### PROVIDED DATA
· · ·
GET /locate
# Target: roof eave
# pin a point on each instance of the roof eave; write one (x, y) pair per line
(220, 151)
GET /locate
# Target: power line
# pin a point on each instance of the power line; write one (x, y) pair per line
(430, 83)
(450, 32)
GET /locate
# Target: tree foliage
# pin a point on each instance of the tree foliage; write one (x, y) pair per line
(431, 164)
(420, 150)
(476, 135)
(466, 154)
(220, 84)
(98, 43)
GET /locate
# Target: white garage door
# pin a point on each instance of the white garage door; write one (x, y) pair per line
· · ·
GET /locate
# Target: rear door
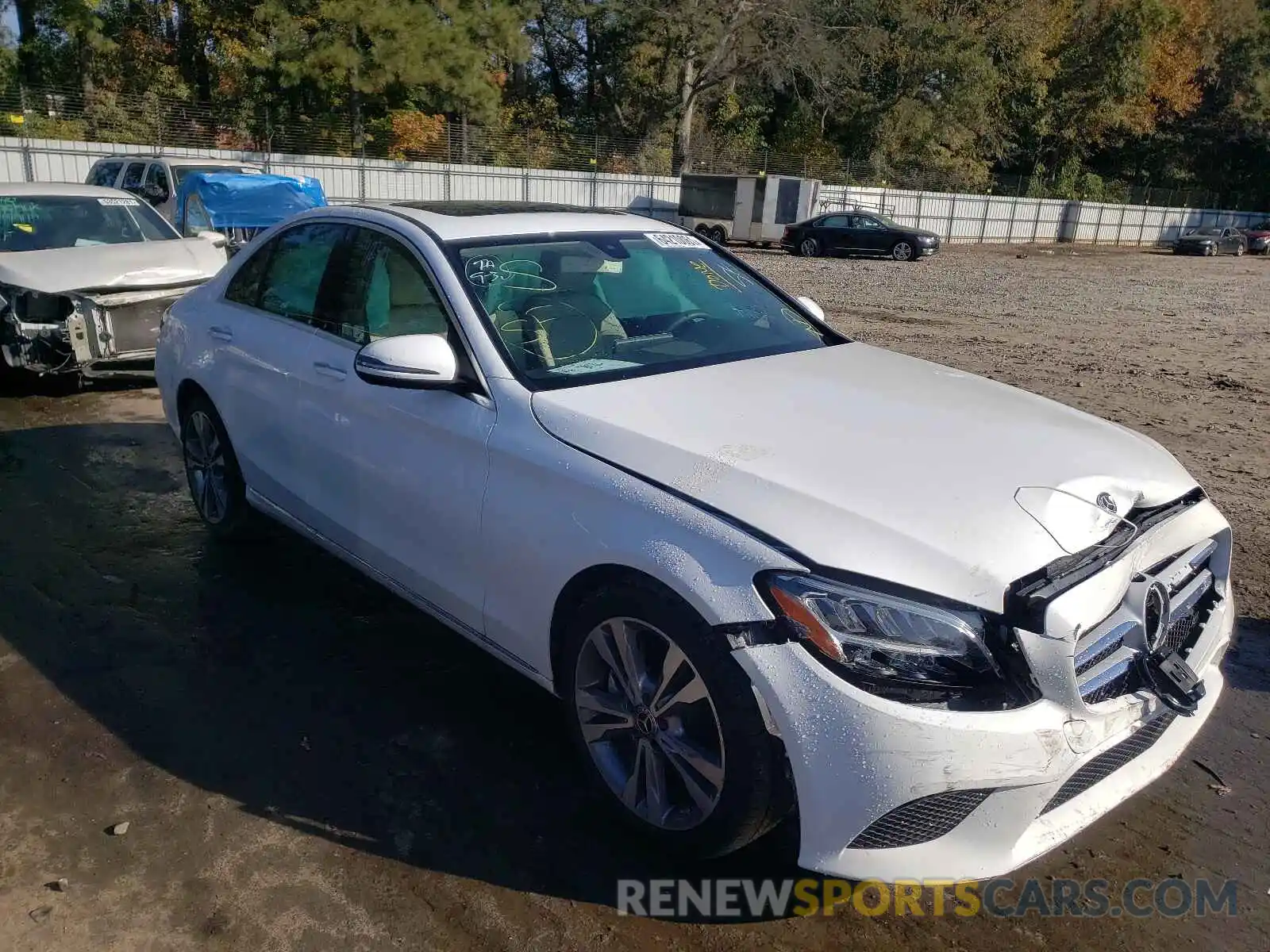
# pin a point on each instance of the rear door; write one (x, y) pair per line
· · ·
### WORK TASK
Each line in the data that holds the string "garage" must be returned.

### RESULT BELOW
# Target: white garage door
# pin a point on each instance of the white garage door; write one (x, y) pair per line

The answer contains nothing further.